Calon presiden Ganjar Pranowo meminta calon presiden Prabowo Subianto yang juga Menteri Pertahanan untuk menjelaskan rencana pembelian 12 jet tempur bekas dari Qatar. Hal tersebut disampaikan Ganjar dalam Debat Capres yang diselenggarakan KPU di Jakarta, Minggu (7/1). Ganjar mengatakan tidak setuju dengan rencana tersebut karena dapat membahayakan prajurit TNI.
"Kasihan prajurit, kalau pilotnya mesti dilatih 3 tahun dan pesawatnya bekas dan dia harus datang pelatihan lagi dengan risiko tinggi. Tentu itu sangat berbahaya," ujar Ganjar saat Debat Capres.
Ganjar menyampaikan pembelian Alat Utama Sistem Senjata Tentara Nasional Indonesia (Alutsista) memang membutuhkan kecukupan anggaran. Karena itu, ia akan mendorong pertumbuhan ekonomi nasional dapat mencapai 7 persen. Hal tersebut untuk bisa mengupayakan alokasi anggaran pertahanan menjadi 1 persen hingga 2 persen dari produk domestik bruto (PDB).

----------------

### Tugas Wajib
1. Menurut berita tentang Debat Capres ini, berapa persen dari PDB alokasi anggaran pertahanan yang ingin diupayakan Ganjar?
2. Lanjutkan berita tentang Debat Capres ini mulai dari bagian sesudah kalimat terakhirnya.

(Entri yang diambil dari sebuah koleksi)
----------------

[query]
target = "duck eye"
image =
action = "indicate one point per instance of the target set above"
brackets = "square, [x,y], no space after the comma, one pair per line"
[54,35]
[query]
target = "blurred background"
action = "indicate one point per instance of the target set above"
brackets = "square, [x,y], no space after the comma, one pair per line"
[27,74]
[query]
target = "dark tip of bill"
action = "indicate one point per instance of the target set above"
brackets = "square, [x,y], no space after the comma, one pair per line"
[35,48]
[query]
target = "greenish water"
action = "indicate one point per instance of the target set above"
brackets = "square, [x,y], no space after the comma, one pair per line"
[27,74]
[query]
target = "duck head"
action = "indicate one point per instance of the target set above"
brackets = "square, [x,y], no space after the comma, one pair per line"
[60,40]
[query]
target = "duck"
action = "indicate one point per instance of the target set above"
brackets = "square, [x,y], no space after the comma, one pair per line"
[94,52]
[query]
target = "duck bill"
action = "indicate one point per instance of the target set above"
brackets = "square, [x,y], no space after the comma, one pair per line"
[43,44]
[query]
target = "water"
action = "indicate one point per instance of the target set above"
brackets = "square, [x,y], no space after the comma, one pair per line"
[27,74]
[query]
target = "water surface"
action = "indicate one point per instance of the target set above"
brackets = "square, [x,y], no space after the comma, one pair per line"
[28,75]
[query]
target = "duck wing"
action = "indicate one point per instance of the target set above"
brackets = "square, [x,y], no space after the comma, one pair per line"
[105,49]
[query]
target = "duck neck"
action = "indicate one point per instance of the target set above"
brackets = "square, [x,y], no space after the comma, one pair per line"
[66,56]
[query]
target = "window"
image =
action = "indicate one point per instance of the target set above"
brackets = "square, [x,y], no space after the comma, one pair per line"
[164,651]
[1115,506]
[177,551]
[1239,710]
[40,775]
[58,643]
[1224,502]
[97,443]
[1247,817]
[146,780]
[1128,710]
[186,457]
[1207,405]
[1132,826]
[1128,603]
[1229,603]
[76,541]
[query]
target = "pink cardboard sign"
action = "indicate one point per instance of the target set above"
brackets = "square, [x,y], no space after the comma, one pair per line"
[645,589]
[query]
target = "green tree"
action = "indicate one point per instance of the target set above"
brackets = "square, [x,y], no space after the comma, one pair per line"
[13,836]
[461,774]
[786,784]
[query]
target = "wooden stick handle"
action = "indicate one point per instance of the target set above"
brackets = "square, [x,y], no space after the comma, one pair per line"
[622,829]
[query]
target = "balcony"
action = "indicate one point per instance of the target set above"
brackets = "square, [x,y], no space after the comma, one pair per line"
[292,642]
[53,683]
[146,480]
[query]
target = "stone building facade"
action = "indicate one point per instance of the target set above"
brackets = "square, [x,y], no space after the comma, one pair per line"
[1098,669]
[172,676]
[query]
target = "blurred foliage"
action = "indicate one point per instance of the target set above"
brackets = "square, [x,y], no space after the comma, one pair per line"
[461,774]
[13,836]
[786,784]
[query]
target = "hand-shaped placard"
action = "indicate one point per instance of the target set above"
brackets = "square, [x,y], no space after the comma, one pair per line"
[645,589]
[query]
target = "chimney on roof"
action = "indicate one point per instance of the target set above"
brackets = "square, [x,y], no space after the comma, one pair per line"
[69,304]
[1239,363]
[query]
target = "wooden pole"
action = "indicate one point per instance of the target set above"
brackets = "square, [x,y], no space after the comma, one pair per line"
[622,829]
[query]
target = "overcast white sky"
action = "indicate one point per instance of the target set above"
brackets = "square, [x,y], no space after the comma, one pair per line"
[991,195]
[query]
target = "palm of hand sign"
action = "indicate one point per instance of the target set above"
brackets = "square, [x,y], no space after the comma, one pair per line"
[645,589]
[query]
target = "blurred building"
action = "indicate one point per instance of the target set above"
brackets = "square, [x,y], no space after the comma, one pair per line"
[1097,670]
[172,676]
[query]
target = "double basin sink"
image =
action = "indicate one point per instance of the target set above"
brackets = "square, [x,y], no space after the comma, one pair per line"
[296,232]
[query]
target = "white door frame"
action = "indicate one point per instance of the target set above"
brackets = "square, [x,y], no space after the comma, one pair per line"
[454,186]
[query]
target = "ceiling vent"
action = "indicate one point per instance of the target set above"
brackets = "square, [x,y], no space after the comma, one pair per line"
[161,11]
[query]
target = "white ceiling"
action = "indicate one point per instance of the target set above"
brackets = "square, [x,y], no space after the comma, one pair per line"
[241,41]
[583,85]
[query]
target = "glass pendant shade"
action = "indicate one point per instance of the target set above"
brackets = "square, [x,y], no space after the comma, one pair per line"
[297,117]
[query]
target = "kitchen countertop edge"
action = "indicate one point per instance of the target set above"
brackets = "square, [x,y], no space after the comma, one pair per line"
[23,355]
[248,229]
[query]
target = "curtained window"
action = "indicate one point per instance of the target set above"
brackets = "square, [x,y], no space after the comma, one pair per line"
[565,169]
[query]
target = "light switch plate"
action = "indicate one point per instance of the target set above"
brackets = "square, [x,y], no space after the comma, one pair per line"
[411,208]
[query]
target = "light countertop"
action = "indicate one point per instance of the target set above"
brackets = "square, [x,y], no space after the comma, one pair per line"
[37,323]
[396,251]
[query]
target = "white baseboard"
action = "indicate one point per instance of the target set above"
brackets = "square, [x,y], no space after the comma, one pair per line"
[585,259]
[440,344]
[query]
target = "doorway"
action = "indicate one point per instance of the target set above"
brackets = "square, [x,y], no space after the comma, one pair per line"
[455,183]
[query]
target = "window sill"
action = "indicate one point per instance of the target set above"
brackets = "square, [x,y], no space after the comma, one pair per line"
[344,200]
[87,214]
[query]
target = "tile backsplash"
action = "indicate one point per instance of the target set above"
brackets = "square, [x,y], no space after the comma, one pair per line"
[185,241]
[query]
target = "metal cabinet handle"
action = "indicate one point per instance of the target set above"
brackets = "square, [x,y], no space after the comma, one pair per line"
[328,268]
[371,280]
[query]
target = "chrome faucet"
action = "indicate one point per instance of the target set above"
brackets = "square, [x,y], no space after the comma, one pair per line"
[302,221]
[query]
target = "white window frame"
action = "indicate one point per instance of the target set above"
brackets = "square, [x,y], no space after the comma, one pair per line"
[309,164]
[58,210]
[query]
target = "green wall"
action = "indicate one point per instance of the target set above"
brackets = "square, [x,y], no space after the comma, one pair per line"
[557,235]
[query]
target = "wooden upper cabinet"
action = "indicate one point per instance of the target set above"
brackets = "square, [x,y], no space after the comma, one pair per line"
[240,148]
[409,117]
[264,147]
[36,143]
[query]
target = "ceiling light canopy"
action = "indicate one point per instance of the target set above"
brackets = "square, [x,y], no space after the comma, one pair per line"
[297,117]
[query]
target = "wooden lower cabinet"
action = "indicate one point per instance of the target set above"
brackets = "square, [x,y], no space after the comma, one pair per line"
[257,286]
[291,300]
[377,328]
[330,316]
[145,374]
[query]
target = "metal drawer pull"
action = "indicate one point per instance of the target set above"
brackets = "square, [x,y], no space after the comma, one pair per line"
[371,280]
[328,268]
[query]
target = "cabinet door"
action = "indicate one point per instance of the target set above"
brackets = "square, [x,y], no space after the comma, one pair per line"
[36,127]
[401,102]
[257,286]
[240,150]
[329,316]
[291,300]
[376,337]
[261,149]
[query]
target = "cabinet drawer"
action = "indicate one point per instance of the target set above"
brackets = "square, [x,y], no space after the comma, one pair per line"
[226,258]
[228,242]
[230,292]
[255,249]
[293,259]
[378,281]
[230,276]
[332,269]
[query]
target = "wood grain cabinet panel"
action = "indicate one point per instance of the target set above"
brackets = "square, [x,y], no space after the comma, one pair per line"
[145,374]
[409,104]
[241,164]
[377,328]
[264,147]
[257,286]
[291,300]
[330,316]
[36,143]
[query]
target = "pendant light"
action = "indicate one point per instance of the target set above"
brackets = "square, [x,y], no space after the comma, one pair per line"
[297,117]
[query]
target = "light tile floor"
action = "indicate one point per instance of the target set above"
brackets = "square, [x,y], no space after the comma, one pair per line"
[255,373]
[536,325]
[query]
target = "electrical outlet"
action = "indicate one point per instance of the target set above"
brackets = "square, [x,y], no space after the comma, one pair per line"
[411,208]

----------------

### Jawaban
1. 1 persen hingga 2 persen dari PDB.

2.
Menurutnya, belanja pertahanan tersebut akan dilakukan secara proporsional, yaitu dimulai dari matra laut dan udara yang membutuhkan pembaruan Alutsista. Selain itu, Ganjar menyampaikan perlu bekerja sama dengan BUMN Pertahanan untuk belanja Alutsista seperti PT Pindad, PT PAL Indonesia, PT Dirgantara Indonesia, dan PT LEN Indonesia.
Tidak jauh berbeda, calon presiden Anies Baswedan juga mengkritik rencana pembelian pesawat bekas tersebut. Selain itu, ia juga mengingatkan agar belanja Alutsista dilakukan dengan bersih dan tidak melibatkan korporasi yang bermasalah.
"Dengan begitu maka bukan saja anggarannya efisien, tapi tidak bocor dalam belanja Alutsista," ujar Anies.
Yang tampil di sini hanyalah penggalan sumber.